→ **TEXT EXCERPT**
____________

Dec. 31st, 2006 | 05:37 pm

one. Given the brevity of life, how can we want to do anything other than love?

two. Saddam's execution: problem solved? Does killing bring peace? Help us to feel better? 

three. Given the brevity of life, how can we want to do anything other than eat good food (a facet of loving)?

four. Almost 3,000 deaths of U.S. soldiers in Iraq, not to mention the wounded. A weighty price for a vague vendetta.

five. Even though I'm different than my family in many ways, I still love being with them, and all the laughter. I'm very lucky.

six. Given the brevity of life, it seems silly to be cynical, hopeless, passive, too deliberate, too serious, or tyrannical. 

seven. I love warm weather and being warm. I miss that right now. 

eight. I love friends and also people who you barely know, but it seems like you've known them all your life. What a wonderful surprise.

nine. I love being surprised.

ten. It's a bittersweet thing to realize that you will never be able to congregate all of the people that you love all together in one room, in one place. That all of those meaningful connections may never converge with each other, and that some of them will never continue beyond what they have been for you just that once.

____________

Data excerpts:
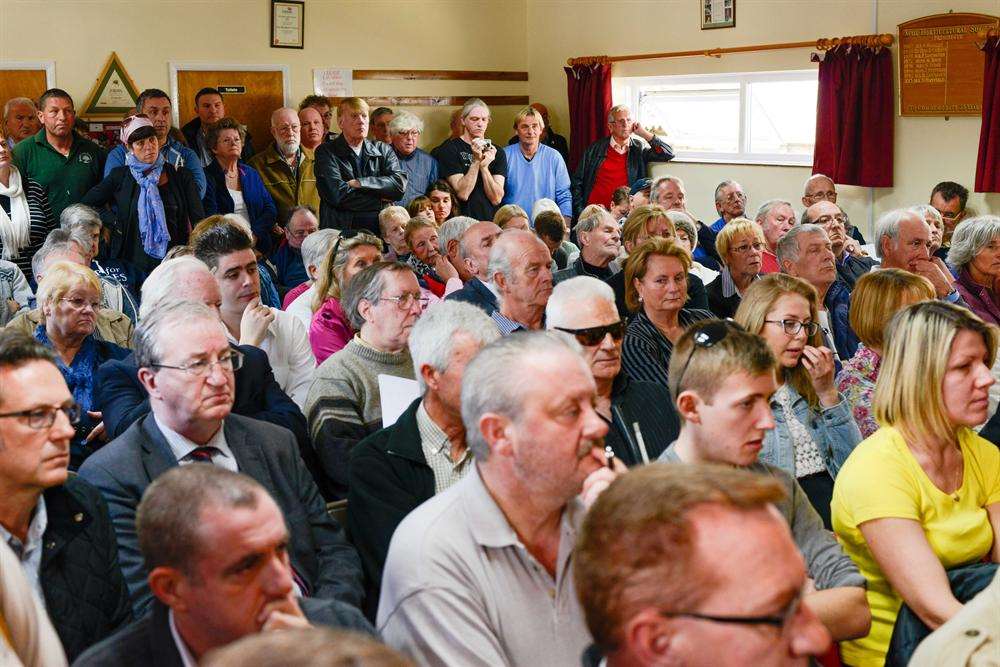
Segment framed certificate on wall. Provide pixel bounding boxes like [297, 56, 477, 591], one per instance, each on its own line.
[271, 0, 306, 49]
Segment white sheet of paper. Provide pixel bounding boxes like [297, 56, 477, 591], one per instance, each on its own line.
[378, 374, 420, 428]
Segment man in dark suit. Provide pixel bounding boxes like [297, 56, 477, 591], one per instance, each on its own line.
[80, 302, 363, 616]
[347, 302, 500, 612]
[75, 464, 373, 667]
[446, 222, 501, 315]
[0, 329, 132, 664]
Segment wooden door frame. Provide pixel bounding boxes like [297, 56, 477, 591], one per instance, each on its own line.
[167, 61, 292, 127]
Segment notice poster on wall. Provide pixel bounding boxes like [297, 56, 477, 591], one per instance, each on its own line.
[313, 67, 354, 97]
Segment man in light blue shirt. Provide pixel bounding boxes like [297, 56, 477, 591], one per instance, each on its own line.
[503, 107, 573, 218]
[104, 88, 206, 197]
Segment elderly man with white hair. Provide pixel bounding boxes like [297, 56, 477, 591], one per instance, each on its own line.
[377, 332, 625, 665]
[552, 207, 622, 285]
[545, 276, 680, 466]
[347, 301, 500, 610]
[389, 111, 438, 206]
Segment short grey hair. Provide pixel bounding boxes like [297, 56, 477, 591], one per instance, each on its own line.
[775, 224, 826, 265]
[874, 207, 927, 259]
[754, 199, 795, 222]
[389, 111, 424, 136]
[462, 331, 590, 461]
[132, 301, 225, 368]
[545, 276, 616, 329]
[299, 229, 340, 273]
[948, 215, 1000, 268]
[462, 97, 492, 120]
[139, 255, 215, 319]
[135, 465, 268, 578]
[438, 215, 479, 257]
[342, 262, 413, 331]
[408, 302, 500, 393]
[59, 204, 104, 234]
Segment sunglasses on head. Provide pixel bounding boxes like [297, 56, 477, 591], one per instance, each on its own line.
[553, 322, 625, 347]
[674, 317, 746, 396]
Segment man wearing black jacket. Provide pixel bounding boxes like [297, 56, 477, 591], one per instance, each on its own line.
[315, 97, 406, 236]
[347, 301, 500, 614]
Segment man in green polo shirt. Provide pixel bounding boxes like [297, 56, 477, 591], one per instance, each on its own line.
[14, 88, 104, 220]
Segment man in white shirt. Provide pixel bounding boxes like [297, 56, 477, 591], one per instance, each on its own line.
[194, 225, 316, 408]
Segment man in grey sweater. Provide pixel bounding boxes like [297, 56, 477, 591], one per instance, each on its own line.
[304, 262, 416, 498]
[659, 320, 871, 641]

____________

→ **WORK ORDER 1**
How many U.S. soldiers does the year-end list say have died in Iraq?
→ **WORK ORDER 2**
Using the reason the year-end list gives, explain why the writer calls item ten a bittersweet thing.
→ **WORK ORDER 3**
Write the next part of the year-end list, picking up after item ten.

→ **ANSWER SECTION 1**
Almost 3,000.

→ **ANSWER SECTION 2**
You will never be able to bring all the people you love together in one room. Those meaningful connections may never meet each other, and some of them will never go beyond what they were for you that one time.

→ **ANSWER SECTION 3**
eleven. Some obituaries are much better written than others. How do you summarize an entire life?

twelve. Does one have the ability to choose the direction of her heart? Or does it just move without prediction or direction, to leave only the choice of rejecting the direction or moving with it, like a river? 

thirteen. What is the point of MySpace?

fourteen. A book I read today said there are three types of boredom: passive boredom, active boredom and liberated boredom. I thought that was a pretty glum view of life. It implied that we're all always bored in some way. I thought that was stupid. I'm having a great time.

fifteen. One superpower that would be useful to me would be the ability to cut onions without crying. (so long as I didn't have to wear spandex and a cape).

sixteen. new year's resolutions: to be more hopeful; to be more patient; to hang out with kids more often; run, hike, backpack, and play soccer more; to fall in love; to write regularly (to make it a discipline).

seventeen. Given the brevity of life, it seems counterintuitive that spending more time riding the bus would actually slow your life down in a positive way. But it does. I promise.

eighteen. Dogs have a way of making you feel loved, and giving you something to love. My parents' dog, Tonto, is a good example of a little creature to love.